_Task goal_
Carry on the methods passage on functional MR imaging of motor cortex activation with SPGR and EPI, starting right after its last sentence.

_Provided passage_

• • • •

MATERIALS AND METHODS
Functional MR imaging of cerebral motor cortex activation was examined on a 1.5T MR unit with SPGR (TR/TE/flip angle=50ms/40ms/30degree, FOV=300mm, matrix size=256x256, slice thickness=5mm) and an interleaved single shot gradient echo EPI (TR/TE/flip angle=3000ms/40ms/90 degree, FOV=300mm, matrix size=128x128, slice thickness=5mm) techniques in five male healthy volunteers. A total of 160 imaging in one slice and 960 images in 6 slices were obtained with SPGR and EPI, respectively. A right finger movement was accomplished with a paradigm of an 8 activation/ 8 rest periods. The cross-correlation was used for a statistical mapping algorithm. We evaluated any differences of the time series and the signal intensity changes between the rest and activation periods obtained with two techniques. Also, the locations and areas of the activation sites were compared between two techniques.

• • • •

_Material shown_
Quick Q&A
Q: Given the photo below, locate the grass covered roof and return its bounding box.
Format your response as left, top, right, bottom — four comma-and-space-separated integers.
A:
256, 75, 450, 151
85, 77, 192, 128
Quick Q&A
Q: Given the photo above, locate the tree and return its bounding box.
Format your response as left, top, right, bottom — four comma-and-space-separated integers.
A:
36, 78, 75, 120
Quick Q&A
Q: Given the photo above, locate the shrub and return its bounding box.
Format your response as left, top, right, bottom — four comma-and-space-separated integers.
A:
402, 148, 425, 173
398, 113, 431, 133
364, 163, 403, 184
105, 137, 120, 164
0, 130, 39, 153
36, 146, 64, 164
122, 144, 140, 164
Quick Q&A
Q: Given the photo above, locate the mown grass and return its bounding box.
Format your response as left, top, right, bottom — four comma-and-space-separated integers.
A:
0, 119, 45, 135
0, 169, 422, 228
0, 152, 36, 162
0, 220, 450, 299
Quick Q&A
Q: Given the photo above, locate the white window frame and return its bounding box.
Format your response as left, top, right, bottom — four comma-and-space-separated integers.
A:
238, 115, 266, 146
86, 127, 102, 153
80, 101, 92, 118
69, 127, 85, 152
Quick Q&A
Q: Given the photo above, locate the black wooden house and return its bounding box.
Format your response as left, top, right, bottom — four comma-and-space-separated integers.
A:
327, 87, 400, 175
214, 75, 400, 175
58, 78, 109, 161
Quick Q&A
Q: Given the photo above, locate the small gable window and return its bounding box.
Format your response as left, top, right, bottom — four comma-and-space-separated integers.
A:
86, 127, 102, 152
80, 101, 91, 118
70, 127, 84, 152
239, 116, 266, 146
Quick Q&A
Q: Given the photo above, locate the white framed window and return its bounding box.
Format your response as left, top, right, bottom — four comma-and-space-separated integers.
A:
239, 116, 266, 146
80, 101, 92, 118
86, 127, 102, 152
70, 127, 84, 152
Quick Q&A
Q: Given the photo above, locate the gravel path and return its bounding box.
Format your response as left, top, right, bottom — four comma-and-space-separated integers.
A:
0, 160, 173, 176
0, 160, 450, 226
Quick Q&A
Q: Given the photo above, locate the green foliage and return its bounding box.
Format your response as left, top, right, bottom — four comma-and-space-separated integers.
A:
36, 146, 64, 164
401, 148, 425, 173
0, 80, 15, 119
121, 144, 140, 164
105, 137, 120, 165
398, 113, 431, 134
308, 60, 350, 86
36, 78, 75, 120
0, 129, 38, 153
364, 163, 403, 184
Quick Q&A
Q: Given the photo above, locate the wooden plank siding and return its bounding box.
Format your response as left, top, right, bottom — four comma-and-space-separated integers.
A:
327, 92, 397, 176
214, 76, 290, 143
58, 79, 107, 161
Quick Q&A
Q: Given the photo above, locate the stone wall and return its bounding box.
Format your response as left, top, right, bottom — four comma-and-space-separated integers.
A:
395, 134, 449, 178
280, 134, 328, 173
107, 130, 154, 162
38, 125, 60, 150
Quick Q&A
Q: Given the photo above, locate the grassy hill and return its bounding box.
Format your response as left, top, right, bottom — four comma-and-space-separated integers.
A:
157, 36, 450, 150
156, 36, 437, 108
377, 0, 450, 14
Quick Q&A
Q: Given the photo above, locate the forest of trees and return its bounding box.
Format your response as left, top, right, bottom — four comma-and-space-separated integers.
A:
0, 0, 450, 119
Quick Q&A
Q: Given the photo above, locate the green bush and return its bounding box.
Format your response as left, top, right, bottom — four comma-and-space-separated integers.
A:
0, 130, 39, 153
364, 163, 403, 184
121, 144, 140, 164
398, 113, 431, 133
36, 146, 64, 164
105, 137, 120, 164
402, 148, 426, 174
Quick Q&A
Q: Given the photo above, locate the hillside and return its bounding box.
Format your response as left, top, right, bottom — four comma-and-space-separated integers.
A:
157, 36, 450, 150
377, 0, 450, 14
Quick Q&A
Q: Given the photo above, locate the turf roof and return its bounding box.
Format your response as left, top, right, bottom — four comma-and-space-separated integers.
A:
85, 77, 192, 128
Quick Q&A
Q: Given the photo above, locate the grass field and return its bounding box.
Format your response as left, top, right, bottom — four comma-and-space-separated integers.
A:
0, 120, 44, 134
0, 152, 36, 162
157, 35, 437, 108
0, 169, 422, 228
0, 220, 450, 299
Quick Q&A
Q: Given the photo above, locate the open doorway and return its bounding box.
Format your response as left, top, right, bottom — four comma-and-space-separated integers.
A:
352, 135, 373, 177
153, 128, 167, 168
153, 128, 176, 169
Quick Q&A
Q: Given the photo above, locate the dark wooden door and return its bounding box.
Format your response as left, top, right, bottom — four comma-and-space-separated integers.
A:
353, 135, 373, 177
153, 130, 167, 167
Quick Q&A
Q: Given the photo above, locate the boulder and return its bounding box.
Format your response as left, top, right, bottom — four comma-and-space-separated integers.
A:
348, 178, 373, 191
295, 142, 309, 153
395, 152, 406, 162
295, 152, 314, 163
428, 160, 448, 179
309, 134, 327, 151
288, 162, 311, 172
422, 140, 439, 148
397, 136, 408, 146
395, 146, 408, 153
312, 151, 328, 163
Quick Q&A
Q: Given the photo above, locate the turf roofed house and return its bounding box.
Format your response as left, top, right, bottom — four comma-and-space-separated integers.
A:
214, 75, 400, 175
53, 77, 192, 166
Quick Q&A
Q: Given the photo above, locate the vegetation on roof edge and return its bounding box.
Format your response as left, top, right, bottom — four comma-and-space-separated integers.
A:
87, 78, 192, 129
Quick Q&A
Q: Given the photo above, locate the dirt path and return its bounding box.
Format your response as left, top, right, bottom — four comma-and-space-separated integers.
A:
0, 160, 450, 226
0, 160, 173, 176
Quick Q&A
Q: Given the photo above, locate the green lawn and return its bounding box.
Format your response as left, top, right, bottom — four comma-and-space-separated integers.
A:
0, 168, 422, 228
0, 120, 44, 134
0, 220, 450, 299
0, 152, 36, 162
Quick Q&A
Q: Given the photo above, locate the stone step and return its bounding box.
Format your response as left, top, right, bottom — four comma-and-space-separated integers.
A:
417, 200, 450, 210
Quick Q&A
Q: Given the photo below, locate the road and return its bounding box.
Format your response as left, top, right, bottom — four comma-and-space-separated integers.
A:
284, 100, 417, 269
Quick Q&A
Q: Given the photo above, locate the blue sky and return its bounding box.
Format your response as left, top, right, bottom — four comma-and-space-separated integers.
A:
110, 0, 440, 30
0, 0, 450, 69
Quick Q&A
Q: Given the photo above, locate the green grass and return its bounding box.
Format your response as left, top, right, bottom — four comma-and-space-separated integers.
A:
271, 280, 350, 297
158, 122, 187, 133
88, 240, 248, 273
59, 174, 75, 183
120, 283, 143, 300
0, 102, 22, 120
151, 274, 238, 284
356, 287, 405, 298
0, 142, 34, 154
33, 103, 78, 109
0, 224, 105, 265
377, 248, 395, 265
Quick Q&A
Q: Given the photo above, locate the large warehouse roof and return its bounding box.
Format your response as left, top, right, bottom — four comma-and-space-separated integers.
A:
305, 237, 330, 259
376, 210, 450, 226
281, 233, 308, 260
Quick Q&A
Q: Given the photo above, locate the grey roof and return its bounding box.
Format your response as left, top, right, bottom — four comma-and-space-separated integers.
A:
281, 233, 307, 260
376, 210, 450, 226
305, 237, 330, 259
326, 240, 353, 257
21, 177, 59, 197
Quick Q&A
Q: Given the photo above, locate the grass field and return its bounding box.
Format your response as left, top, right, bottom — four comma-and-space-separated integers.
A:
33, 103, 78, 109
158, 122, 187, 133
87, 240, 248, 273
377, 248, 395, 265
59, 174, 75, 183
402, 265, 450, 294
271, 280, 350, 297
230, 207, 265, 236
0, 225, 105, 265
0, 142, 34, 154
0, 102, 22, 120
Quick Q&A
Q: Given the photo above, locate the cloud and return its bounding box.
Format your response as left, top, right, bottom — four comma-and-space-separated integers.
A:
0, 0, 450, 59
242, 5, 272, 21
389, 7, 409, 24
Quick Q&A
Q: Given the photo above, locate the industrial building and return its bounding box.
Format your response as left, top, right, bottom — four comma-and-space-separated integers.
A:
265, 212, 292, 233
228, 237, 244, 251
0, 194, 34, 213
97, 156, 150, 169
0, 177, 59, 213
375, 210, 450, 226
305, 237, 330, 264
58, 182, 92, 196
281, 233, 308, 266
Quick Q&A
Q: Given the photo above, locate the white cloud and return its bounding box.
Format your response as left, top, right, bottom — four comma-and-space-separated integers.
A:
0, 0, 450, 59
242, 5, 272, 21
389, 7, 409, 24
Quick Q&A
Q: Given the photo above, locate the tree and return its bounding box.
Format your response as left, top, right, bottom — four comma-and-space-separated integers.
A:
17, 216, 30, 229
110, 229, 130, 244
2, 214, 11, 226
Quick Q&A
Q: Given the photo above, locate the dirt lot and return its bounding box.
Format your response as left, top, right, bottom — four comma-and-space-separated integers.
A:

• • • •

_Task answer_
RESULTS
The acivation sites in the motor cortex were accurately localized with both methods. In the signal intensity changes between the rest and activation periods at the activation regions, no significant differences were found between EPI and SPGR. Signal to noise ratio (SNR) of the time series data was higher in EPI than in SPGR by two folds. Also, larger pixels distributed over small p-values at the activation sites in EPI.
CONCLUSIONS
Good quality functional MR imaging of the cerebral motor cortex activation could be obtained with both SPGR and EPI. However, EPI os preferable because it provides more precise information on hemodynamics related to neural activities than SPGR due to high sensitivity.